Count the lines in the rows below that contain the string "metal", treating uppercase and lowercase as distinct, and give only the number.

— Start Task material —

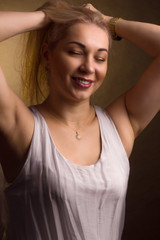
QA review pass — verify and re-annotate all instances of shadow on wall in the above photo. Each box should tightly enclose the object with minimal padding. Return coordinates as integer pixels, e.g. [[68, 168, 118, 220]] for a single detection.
[[122, 113, 160, 240]]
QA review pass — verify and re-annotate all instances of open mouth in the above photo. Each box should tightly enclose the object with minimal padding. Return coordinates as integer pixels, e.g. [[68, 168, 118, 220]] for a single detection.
[[72, 77, 93, 88]]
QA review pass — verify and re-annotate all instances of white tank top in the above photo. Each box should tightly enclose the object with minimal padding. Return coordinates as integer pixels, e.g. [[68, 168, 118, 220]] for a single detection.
[[5, 106, 129, 240]]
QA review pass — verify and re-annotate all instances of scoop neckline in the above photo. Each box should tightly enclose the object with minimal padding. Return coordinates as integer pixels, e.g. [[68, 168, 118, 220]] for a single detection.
[[31, 105, 104, 169]]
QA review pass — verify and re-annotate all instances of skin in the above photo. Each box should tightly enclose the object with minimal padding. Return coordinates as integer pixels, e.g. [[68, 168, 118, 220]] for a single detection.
[[0, 4, 160, 182]]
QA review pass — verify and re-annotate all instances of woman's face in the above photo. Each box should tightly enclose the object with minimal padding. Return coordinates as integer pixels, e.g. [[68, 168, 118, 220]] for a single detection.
[[44, 23, 109, 101]]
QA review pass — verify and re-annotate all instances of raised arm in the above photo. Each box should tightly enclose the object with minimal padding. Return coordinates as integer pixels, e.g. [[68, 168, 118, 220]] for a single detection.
[[0, 11, 48, 182], [106, 17, 160, 155], [0, 11, 48, 41]]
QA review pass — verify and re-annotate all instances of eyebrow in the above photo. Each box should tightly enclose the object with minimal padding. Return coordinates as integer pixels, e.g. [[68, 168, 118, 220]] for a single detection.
[[67, 41, 108, 52]]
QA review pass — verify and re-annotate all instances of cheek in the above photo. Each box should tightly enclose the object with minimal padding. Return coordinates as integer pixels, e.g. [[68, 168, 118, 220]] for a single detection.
[[99, 65, 107, 81]]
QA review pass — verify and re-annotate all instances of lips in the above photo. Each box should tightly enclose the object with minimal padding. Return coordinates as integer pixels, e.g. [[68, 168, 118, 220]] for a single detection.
[[72, 77, 94, 88]]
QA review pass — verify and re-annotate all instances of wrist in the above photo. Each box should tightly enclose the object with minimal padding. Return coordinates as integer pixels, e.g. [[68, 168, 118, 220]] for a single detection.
[[108, 17, 122, 41], [34, 10, 50, 28]]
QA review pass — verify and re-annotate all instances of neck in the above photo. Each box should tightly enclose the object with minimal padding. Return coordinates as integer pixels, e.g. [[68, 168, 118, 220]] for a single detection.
[[42, 94, 95, 128]]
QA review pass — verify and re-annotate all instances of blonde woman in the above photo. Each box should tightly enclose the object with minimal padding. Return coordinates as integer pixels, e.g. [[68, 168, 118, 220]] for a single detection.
[[0, 2, 160, 240]]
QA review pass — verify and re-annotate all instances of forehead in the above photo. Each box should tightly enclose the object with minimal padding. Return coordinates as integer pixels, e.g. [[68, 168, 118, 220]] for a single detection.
[[56, 23, 109, 49]]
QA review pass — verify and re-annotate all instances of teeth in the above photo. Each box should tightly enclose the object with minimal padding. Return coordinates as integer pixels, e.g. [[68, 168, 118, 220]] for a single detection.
[[75, 78, 90, 85]]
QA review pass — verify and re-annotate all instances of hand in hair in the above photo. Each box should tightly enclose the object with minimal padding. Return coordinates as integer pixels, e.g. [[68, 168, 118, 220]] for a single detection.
[[82, 3, 112, 24]]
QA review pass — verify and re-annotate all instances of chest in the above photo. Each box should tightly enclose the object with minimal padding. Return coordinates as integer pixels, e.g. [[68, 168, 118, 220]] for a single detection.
[[48, 116, 102, 166]]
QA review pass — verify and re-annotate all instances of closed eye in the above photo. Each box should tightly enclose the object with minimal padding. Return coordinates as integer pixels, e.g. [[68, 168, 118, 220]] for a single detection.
[[95, 58, 106, 62]]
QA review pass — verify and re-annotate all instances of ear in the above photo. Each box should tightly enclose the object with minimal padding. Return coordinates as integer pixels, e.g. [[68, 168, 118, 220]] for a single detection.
[[41, 43, 50, 69]]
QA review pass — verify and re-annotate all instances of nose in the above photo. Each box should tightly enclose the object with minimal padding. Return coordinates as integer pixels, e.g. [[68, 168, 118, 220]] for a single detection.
[[79, 57, 95, 74]]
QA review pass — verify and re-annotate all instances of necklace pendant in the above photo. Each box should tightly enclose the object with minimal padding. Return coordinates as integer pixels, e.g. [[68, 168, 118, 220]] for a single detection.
[[76, 131, 81, 140]]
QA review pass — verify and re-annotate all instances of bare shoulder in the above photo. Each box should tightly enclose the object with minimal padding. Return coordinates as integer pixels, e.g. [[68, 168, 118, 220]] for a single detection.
[[0, 90, 34, 182], [106, 95, 135, 157]]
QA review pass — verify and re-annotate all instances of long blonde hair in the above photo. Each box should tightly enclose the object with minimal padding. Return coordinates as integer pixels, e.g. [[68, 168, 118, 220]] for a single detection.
[[22, 0, 111, 105]]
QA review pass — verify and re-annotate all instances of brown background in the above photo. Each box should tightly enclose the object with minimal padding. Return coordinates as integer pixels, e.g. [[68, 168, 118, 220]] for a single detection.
[[0, 0, 160, 240]]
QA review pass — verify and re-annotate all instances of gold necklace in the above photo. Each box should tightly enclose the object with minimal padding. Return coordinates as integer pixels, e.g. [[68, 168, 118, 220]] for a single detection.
[[52, 109, 95, 140]]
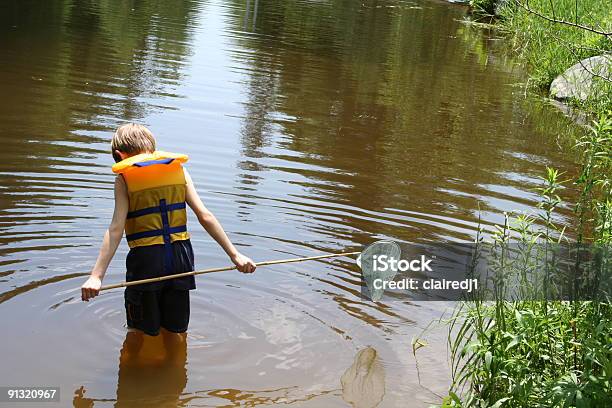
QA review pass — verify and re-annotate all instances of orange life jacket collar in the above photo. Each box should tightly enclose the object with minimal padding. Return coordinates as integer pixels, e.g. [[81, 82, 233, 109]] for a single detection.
[[113, 150, 189, 174]]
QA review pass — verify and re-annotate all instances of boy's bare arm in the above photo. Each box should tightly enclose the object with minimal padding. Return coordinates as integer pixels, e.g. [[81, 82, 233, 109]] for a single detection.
[[185, 170, 256, 273], [81, 176, 129, 301]]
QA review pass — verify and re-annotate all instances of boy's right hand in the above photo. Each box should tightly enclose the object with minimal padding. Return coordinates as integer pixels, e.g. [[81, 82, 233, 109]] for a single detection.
[[81, 276, 102, 302]]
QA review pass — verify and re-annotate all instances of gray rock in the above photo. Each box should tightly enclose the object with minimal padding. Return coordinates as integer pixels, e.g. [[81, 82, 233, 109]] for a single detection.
[[550, 54, 612, 101]]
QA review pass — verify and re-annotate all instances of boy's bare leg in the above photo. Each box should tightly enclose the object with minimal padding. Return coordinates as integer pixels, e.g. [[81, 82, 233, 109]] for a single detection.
[[161, 327, 187, 365], [120, 329, 144, 361]]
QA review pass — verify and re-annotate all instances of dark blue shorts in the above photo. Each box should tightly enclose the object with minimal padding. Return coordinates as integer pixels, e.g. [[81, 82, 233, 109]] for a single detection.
[[125, 239, 195, 291], [125, 240, 195, 336], [125, 287, 189, 336]]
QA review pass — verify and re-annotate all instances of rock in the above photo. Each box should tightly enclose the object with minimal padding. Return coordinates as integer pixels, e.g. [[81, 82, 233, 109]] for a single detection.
[[550, 54, 612, 101]]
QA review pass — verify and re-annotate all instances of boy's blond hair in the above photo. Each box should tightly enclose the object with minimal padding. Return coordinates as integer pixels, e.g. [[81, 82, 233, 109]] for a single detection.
[[111, 123, 155, 162]]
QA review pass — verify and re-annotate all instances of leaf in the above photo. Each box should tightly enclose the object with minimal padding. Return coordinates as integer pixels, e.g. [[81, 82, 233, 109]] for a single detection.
[[505, 336, 521, 351], [490, 397, 512, 408], [485, 351, 493, 370]]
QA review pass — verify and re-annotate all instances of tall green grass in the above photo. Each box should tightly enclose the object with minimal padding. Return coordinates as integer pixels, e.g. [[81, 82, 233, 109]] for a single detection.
[[442, 114, 612, 407], [470, 0, 612, 113]]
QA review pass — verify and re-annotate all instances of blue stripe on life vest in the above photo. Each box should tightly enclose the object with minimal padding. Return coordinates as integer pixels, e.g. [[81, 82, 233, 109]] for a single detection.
[[127, 201, 186, 218], [125, 225, 187, 241], [134, 159, 174, 167]]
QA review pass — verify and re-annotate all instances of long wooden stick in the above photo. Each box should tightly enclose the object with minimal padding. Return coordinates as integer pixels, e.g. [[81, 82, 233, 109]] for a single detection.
[[100, 252, 361, 291]]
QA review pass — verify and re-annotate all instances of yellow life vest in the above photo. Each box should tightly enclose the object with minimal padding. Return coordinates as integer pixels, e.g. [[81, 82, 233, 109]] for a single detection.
[[113, 151, 189, 250]]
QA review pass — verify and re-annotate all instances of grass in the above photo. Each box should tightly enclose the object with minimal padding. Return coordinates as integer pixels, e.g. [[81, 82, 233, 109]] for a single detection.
[[470, 0, 612, 115], [430, 114, 612, 408]]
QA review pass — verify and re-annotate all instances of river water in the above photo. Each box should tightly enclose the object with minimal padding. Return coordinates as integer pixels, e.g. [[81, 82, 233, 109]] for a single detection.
[[0, 0, 575, 407]]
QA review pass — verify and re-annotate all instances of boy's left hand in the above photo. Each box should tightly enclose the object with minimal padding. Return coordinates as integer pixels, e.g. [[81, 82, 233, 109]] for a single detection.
[[232, 253, 257, 273]]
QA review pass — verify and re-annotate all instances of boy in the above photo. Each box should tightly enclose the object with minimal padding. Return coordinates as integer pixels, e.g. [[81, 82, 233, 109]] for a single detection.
[[81, 124, 256, 337]]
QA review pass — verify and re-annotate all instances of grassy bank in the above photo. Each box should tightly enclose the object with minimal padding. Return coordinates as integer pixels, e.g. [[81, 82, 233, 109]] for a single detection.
[[470, 0, 612, 115], [443, 116, 612, 408], [430, 0, 612, 407]]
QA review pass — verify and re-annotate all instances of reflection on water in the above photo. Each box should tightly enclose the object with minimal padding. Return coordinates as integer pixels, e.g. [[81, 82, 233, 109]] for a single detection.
[[340, 347, 385, 408], [0, 0, 575, 407]]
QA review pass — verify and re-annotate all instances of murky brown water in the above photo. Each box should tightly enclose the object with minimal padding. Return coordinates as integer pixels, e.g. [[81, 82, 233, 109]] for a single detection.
[[0, 0, 574, 407]]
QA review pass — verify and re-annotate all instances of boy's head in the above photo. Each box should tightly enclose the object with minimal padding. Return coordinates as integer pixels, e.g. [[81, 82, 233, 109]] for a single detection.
[[111, 123, 155, 162]]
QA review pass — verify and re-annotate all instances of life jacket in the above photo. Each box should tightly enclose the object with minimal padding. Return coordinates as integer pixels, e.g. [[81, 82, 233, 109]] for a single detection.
[[113, 151, 189, 252]]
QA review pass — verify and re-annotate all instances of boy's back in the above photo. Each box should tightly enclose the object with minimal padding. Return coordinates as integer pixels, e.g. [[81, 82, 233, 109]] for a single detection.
[[82, 124, 255, 341]]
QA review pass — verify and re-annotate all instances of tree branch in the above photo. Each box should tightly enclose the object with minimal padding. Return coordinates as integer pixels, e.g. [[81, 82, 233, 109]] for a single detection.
[[516, 0, 612, 37]]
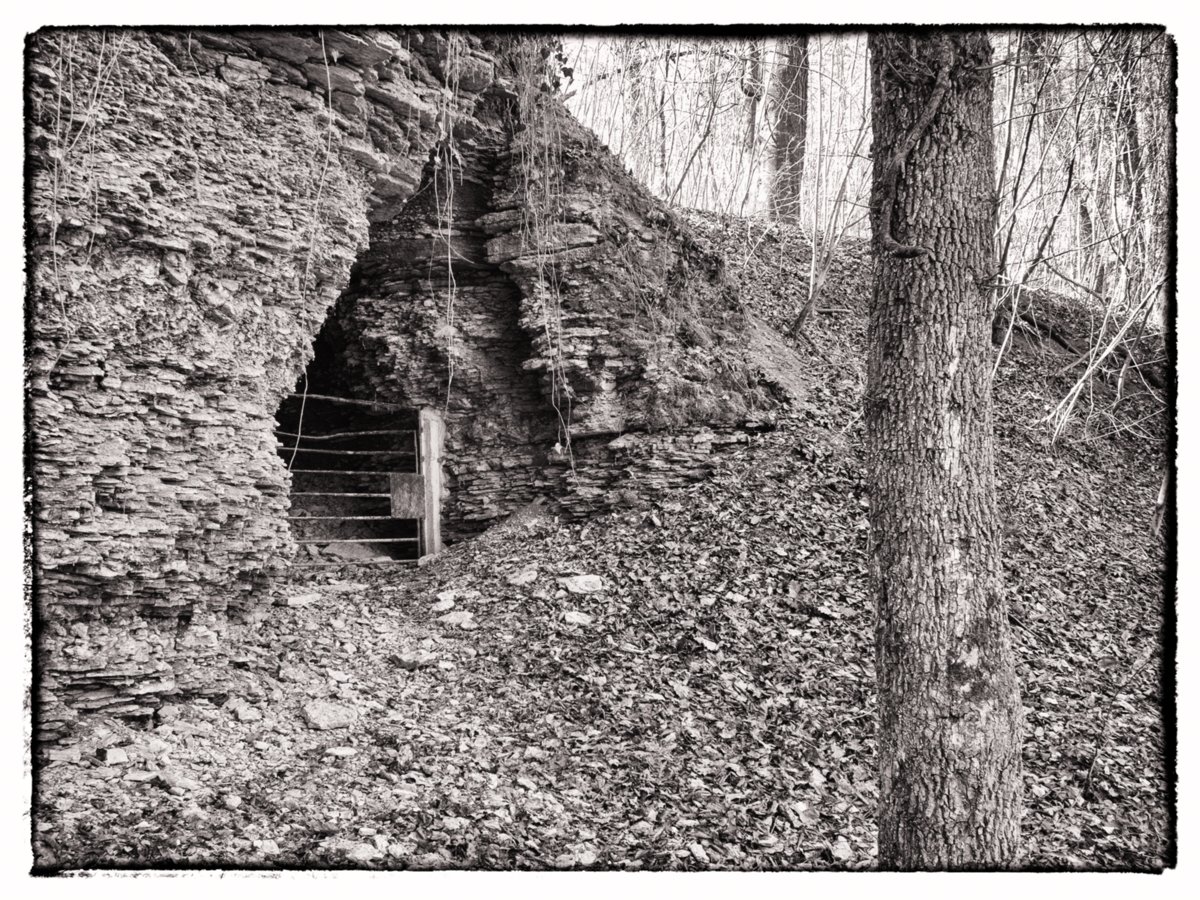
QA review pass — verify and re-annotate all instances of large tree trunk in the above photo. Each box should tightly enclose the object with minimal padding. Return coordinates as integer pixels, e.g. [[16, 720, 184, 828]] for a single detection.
[[769, 35, 809, 222], [864, 32, 1021, 869]]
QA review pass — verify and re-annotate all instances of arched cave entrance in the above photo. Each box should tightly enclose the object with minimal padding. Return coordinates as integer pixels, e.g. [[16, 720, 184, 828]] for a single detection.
[[275, 313, 442, 566]]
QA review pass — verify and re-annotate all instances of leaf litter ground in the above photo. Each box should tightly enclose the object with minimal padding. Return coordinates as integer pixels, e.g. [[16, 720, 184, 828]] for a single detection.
[[35, 214, 1168, 870]]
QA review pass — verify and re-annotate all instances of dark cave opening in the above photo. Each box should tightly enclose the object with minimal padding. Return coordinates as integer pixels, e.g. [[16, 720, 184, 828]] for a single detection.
[[275, 316, 422, 566]]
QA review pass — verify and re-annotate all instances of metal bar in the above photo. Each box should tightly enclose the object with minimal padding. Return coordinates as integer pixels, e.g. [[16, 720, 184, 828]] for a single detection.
[[275, 428, 416, 440], [288, 516, 396, 522], [288, 391, 413, 413], [285, 469, 391, 475], [292, 491, 391, 500], [296, 538, 416, 544], [278, 445, 412, 457]]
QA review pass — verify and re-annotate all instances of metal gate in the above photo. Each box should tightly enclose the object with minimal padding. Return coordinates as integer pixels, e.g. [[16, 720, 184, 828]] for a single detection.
[[276, 394, 444, 565]]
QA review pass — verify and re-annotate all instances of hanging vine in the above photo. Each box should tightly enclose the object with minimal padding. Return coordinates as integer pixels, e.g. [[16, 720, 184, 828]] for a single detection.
[[512, 37, 575, 474]]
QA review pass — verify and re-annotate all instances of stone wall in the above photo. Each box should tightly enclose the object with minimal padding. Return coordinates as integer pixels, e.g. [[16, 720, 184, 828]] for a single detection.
[[28, 31, 511, 730], [28, 30, 816, 736]]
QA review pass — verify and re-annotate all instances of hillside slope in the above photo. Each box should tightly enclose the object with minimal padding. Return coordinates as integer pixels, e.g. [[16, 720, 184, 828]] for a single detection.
[[36, 214, 1168, 870]]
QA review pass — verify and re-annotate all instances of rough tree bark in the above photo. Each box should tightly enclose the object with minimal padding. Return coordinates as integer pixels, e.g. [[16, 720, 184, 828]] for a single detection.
[[864, 32, 1021, 869], [768, 35, 809, 222]]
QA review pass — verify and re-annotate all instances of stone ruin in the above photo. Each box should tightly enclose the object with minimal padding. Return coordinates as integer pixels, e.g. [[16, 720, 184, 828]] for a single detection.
[[26, 30, 799, 739]]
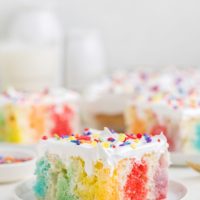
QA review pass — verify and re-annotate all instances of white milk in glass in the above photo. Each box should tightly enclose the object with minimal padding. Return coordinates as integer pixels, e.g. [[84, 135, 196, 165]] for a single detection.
[[0, 43, 62, 90]]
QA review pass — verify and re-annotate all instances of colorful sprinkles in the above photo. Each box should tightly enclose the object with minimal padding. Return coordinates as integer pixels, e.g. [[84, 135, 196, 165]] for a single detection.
[[0, 155, 32, 165], [42, 128, 160, 149]]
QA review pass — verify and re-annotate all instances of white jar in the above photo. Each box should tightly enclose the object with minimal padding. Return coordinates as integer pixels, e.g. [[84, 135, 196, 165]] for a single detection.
[[0, 8, 63, 90]]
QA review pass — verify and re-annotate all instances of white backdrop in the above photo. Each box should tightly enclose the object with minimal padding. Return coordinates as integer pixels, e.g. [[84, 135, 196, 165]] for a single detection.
[[0, 0, 200, 68]]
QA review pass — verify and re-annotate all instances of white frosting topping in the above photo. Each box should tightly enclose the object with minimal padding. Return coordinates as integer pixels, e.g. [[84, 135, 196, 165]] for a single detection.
[[40, 128, 168, 175]]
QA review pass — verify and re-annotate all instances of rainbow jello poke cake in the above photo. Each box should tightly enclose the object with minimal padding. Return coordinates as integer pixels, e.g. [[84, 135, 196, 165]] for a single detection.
[[0, 89, 79, 143], [34, 128, 168, 200], [125, 87, 200, 153]]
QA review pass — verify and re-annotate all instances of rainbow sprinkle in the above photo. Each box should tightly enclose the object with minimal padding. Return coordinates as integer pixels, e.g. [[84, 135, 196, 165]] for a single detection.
[[0, 155, 32, 165], [42, 127, 155, 149]]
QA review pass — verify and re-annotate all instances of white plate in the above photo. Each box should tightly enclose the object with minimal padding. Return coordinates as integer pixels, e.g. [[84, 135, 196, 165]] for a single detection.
[[14, 179, 187, 200], [0, 145, 36, 183], [170, 153, 200, 166]]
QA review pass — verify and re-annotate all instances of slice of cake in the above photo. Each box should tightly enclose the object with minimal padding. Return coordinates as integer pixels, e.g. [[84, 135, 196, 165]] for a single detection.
[[34, 128, 168, 200], [125, 90, 200, 154], [0, 89, 79, 144]]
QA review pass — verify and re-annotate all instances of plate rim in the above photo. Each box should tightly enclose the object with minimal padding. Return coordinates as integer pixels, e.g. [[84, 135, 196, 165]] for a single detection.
[[12, 177, 188, 200]]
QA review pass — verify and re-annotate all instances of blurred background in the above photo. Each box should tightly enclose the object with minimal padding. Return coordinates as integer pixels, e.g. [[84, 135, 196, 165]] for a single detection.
[[0, 0, 200, 89]]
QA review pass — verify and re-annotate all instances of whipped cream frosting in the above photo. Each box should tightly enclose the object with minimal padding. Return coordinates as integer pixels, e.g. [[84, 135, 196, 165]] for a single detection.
[[40, 128, 168, 175]]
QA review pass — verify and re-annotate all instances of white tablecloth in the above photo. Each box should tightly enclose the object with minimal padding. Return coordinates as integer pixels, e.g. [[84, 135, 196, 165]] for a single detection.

— End Task material —

> _The solution_: 2